INSTRUÇÃO 1 —
Responda, com base no texto sobre a ida à Lua:
(a) De onde foi feito o lançamento da Apollo 11?
(b) Quem formava a tripulação da Apollo 11?
(c) Qual missão tripulada enviada à Lua não conseguiu pousar no satélite por causa de um acidente?
######
Agora na segunda quinzena deste mês, comemoram-se os 50 anos do que foi “um pequeno passo pra um homem, mas um grande salto para a humanidade”. Neil Armstrong, famoso pela frase, foi o primeiro ser humano a pisar na superfície lunar, em 20 de julho de 1969. Seguem os dados importantes da missão para registro:

 

Missão: Apollo 11 / NASA

Data de lançamento: 16/07/1969 – 13:32h UTC (10h32 horário de Brasília)

Lançamento a partir do Centro Espacial John Kennedy – Cabo Canaveral, Flórida, EUA.

Data de pouso na Lua: 20/07/1969 – 20:17h UTC (17h17 horário de Brasília)

Data de pouso na Terra: 24/07/1969 – 16:50h UTC (13h50 horário de Brasília)

Chegada por amerrissagem no Oceano Pacífico

Tripulação: Neil Armstrong, Michael Collins e Edwin ‘Buzz’ Aldrin

Neil Armstrong foi o primeiro ser humano a caminhar na Lua

Hoje, 50 anos depois, ainda há pessoas que afirmam (como aqui, por exemplo) que tudo isso não passou de uma farsa, mantida por uma grande teoria da conspiração sustentada pela NASA e pelo governo dos Estados Unidos. Porém, os argumentos que os conspiracionistas usam para “provar” que a viagem à Lua foi montada em um estúdio de Hollywood são facilmente desarmados à luz da ciência. Neste texto, vamos explorar alguns argumentos clássicos e mostrar como eles são insustentáveis.

Então... “O Homem não foi à Lua porque...”

“... foi apenas uma vez”

Esse é um mito muito comum sobre a ida à Lua. O evento mais conhecido, naturalmente, é a primeira chegada de uma tripulação humana ao nosso satélite natural, em julho de 1969. Porém, a partir daí até 1972 foram, no total, 6 missões tripuladas enviadas para a Lua: Apollo 11, 12, 14, 15, 16 e 17 – todas da NASA. Isso sem contar a missão Apollo 13, que também era tripulada enviada à Lua, mas que por um acidente não conseguiu pousar no satélite.

“... não havia tecnologia para isso”

É verdade que o ser humano sempre foi curioso sobre o céu. E mais que isso: estudos astronômicos remontam às civilizações antigas, pois a melhor compreensão do céu é essencial para entender as estações do ano e desenvolver meios de orientação. Tudo isso, necessário para a sobrevivência de uma civilização... No entanto, exploração espacial não se faz apenas por curiosidade e desejo. É necessário investimento de grandes somas, tanto em recursos humanos quanto em desenvolvimento científico e tecnológico. Esse investimento esteve associado, principalmente, a dois grandes marcos da história humana: a II Guerra Mundial e a Guerra Fria.
######
INSTRUÇÃO 2 —
Extraia dos registros cada linha em que aparece a palavra "right". Diferencie maiúsculas de minúsculas.

(Linhas de um conjunto de dados de rotulagem de caixas)
######
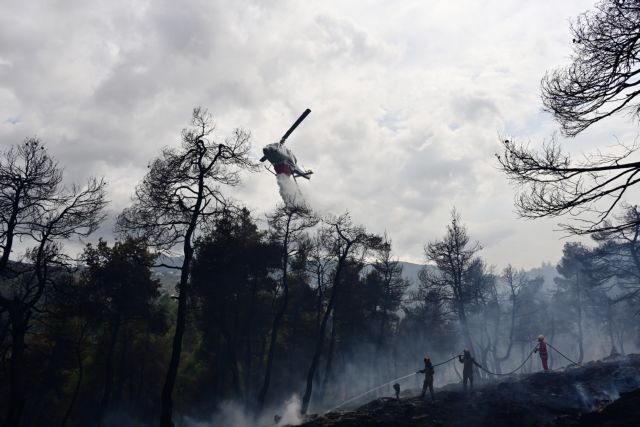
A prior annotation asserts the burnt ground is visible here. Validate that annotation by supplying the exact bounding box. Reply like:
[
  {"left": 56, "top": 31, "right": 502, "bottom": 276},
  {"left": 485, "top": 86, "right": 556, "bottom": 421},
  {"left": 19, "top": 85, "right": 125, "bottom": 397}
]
[{"left": 302, "top": 354, "right": 640, "bottom": 427}]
######
SOLUÇÃO ESCRITA 1 —
(a) Do Centro Espacial John Kennedy, em Cabo Canaveral, Flórida, EUA.
(b) Neil Armstrong, Michael Collins e Edwin ‘Buzz’ Aldrin.
(c) A Apollo 13.

SOLUÇÃO ESCRITA 2 —
  {"left": 56, "top": 31, "right": 502, "bottom": 276},
  {"left": 485, "top": 86, "right": 556, "bottom": 421},
  {"left": 19, "top": 85, "right": 125, "bottom": 397}
[{"left": 302, "top": 354, "right": 640, "bottom": 427}]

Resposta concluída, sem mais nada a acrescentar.